**PROBLEM A:** Translate this sentence from the forum thread below into Spanish: "Muscle meat, heart and tongue should do the job."

**SELECTED EXCERPT:**
I know sugar water is often given to weak kittens to give a boost of energy.Hes not a kitten but it will give him some energy none the less.

Not that a cat sould have sugar in its diet on a regular basis as this wouldnt be good for the cat.


----------



## Treaclesmum (Sep 26, 2011)

catcoonz said:


> Just got back from the butcher's and they have made me a mix to give him, its beef, lambs heart and chicken.
> 
> He will eat RC kitten biscuits aswell so hopefully with all this combination he will soon gain weight.
> 
> Pic of the raw meat mix.


I hope he likes it 

Hope his teeth are ok though as that looks a bit chewy!

He has certainly found the right place to be now, CC 

If he likes the raw you could then of course get him onto NI  xxx


----------



## we love bsh's (Mar 28, 2011)

How did you get him cc?


----------



## Paddypaws (May 4, 2010)

Ooh, that meat mix looks great! If you eat eggs at home, save the shells, bake them slightly to dry them out and kill bugs, food process to fine powder and then mix in with the meat. the calcium will balance it out a bit.


----------



## catcoonz (Aug 4, 2012)

His teeth are fine and he enjoyed alittle of the raw mix which i also put a handful of kitten biscuits in.

Im not sure as yet if he has an owner, vet will check shortly for microchip, found around the bins by some flats afew miles away, people have asked around the area if they have lost him but nobody has come forward yet.

Obviously i will keep hold of him until he has gained weight, then hopefully somebody claims him.

I hope he does have an owner who has been missing him, or has been on holiday, his coat looks good being a long hair but he may have been without food or proper food for a while, will let you know what the vet has to say and then do a photo.


----------



## nightkitten (Jun 15, 2012)

I would keep feeding him the raw but maybe mix some warm water into it so he gets some fluids into him too.

When I got my feral skinny kittens I used to feed them very small amounts but about every 45 minutes. I wouldn't worry too much about the correct balance of the food for the next 4-5 days. Muscle meat, heart and tongue should do the job. Maybe you want to mix a very small amount of chicken liver into the mix next time.

Good job!


----------



## catcoonz (Aug 4, 2012)

Vets have said worms and he was treated earlier today so that sorts that problem out.

He is microchipped which is great news so ive taken him home to await the owners call to come and collect him.

Records contained in a dataset:
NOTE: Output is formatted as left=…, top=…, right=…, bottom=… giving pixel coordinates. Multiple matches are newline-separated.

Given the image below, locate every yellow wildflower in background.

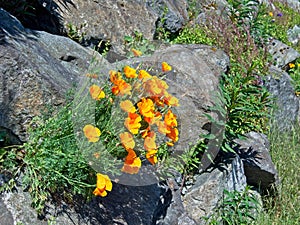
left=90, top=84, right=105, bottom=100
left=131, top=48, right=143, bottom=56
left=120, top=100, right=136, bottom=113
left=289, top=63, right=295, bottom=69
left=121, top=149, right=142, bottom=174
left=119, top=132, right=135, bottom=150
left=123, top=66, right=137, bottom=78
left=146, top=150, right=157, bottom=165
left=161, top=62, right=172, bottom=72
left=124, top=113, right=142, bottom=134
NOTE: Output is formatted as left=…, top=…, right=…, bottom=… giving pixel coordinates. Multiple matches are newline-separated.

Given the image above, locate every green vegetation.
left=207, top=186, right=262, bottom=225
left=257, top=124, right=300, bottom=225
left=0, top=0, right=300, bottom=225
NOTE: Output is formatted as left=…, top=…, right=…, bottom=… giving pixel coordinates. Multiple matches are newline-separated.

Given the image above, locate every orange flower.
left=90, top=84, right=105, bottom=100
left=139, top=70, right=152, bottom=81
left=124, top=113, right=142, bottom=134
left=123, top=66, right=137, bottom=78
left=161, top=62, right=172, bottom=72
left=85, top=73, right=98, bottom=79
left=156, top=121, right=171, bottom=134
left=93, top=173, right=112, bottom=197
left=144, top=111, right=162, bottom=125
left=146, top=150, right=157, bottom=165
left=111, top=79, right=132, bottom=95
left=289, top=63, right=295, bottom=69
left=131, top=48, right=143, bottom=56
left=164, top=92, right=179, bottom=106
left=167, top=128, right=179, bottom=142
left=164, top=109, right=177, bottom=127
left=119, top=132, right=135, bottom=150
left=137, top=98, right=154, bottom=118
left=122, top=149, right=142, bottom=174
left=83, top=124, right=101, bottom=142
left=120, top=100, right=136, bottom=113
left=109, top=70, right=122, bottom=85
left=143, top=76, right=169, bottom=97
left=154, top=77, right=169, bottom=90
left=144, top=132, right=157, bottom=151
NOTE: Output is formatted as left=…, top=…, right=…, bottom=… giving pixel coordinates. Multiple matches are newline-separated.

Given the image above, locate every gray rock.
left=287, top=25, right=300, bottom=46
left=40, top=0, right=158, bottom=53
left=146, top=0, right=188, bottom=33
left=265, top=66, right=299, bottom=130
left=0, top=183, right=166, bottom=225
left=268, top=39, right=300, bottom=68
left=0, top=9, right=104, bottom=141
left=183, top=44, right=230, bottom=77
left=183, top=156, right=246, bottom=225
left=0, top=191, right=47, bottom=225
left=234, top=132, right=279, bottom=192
--
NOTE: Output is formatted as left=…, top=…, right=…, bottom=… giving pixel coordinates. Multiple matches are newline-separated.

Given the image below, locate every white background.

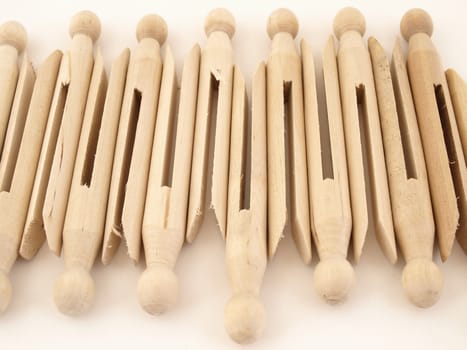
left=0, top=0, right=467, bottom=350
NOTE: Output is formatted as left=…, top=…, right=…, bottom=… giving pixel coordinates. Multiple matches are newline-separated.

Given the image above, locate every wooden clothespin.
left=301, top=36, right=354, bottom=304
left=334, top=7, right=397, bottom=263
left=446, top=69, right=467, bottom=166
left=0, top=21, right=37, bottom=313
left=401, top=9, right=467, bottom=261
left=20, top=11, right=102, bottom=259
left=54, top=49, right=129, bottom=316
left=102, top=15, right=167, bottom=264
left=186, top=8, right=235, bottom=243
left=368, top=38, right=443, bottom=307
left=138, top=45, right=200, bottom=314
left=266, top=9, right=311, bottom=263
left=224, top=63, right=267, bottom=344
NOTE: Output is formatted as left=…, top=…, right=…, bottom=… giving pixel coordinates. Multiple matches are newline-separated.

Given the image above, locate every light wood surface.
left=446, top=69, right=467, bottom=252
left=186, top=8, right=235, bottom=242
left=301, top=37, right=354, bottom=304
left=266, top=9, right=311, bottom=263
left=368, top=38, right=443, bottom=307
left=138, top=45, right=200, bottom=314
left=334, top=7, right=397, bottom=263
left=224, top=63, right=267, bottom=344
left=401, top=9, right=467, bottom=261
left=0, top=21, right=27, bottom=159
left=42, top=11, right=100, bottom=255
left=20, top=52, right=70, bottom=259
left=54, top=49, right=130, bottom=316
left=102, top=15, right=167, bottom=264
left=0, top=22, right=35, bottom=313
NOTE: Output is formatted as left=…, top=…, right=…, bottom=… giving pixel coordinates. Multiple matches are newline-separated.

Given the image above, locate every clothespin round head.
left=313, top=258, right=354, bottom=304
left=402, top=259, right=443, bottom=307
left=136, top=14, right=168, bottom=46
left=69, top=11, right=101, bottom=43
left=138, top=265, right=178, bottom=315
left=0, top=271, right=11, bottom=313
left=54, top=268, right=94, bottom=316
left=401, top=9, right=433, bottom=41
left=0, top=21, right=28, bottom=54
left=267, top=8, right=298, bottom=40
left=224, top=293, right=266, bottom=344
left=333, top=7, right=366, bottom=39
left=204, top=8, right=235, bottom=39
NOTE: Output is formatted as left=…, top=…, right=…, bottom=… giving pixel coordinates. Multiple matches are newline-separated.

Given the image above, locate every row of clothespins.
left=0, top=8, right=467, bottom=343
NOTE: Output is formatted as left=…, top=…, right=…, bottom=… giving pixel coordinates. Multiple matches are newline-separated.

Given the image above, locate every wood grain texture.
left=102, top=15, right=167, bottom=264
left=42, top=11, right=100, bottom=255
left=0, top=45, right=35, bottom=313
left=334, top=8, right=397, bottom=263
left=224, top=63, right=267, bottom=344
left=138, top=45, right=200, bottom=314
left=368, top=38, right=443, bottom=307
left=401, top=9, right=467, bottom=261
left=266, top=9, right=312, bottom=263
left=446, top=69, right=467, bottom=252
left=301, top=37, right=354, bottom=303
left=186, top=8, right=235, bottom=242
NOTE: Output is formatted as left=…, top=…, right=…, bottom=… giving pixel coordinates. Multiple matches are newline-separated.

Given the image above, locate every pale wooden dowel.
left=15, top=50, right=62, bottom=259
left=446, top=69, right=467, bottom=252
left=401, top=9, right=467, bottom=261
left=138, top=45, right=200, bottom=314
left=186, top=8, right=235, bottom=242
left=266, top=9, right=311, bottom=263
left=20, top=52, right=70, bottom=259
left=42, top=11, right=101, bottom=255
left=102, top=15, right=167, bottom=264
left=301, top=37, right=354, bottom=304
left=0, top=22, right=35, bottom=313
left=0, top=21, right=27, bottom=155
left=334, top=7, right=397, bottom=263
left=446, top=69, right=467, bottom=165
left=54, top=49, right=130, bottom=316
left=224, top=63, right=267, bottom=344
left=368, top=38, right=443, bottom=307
* * *
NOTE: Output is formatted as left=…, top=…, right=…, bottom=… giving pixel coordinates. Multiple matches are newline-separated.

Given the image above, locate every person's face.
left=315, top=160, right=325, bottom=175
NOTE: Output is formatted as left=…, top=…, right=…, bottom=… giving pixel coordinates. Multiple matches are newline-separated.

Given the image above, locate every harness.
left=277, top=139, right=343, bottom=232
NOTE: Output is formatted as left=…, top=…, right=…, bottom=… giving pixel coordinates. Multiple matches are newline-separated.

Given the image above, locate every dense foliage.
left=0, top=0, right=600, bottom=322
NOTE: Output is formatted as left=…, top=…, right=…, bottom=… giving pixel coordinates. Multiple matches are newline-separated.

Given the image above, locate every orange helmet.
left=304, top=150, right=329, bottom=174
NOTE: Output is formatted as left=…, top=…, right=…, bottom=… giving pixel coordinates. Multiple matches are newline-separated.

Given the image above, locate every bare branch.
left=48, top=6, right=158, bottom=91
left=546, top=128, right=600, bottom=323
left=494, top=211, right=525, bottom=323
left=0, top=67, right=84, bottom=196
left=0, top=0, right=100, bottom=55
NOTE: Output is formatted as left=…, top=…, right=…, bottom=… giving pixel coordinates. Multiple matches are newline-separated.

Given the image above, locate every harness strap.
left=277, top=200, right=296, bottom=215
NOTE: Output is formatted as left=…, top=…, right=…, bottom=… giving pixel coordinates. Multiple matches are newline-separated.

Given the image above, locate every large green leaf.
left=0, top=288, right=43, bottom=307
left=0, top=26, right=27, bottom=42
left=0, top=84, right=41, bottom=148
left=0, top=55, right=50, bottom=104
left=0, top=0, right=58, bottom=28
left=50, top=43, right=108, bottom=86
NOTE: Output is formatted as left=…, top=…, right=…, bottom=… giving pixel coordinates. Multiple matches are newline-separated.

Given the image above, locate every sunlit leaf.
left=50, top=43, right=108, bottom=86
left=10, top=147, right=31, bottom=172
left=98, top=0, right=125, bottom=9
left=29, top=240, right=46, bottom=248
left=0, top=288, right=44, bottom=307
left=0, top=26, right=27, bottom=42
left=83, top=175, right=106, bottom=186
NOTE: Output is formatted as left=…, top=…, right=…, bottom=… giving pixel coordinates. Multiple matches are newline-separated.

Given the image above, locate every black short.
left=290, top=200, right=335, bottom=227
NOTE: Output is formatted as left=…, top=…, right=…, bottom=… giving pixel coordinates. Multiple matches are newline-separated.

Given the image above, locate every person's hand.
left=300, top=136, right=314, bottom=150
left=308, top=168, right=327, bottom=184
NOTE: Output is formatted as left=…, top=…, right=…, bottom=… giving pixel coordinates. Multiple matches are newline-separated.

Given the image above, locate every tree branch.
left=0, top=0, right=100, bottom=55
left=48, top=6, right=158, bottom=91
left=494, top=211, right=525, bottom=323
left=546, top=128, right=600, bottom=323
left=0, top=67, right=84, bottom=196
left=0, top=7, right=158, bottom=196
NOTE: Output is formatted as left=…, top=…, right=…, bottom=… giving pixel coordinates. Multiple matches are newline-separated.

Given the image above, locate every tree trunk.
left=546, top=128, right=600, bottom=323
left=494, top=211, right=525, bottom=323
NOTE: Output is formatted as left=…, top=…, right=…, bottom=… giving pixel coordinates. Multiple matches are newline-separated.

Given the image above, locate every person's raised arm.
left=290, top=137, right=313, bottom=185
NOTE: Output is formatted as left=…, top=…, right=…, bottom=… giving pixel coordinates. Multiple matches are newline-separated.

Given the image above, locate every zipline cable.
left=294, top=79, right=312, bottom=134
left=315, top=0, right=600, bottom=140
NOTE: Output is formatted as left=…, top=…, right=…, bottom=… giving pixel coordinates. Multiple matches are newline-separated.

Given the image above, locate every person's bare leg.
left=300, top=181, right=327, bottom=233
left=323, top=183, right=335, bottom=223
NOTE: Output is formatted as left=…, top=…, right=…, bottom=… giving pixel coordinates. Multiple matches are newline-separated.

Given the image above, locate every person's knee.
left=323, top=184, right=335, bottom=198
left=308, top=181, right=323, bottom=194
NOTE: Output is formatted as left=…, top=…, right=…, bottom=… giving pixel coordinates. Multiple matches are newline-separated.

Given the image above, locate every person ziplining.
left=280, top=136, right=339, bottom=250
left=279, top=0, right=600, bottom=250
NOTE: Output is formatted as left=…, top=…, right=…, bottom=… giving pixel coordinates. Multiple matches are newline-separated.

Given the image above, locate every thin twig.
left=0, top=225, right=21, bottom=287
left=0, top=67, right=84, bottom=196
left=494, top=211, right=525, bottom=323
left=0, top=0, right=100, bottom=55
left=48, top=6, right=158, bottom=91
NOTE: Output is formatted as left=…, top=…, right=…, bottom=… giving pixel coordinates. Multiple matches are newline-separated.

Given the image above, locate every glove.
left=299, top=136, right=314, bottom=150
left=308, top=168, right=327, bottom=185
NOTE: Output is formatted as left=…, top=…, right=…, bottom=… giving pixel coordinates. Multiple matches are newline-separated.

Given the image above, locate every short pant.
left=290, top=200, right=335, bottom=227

**PROBLEM B:** Locate every line in the records above that holds the word "tree", with case counting, and copy each of those lines.

**EXERCISE ANSWER A:** La carne de músculo, el corazón y la lengua deberían bastar.

**EXERCISE ANSWER B:**
Given the image above, locate every tree branch.
Given the image above, locate every tree trunk.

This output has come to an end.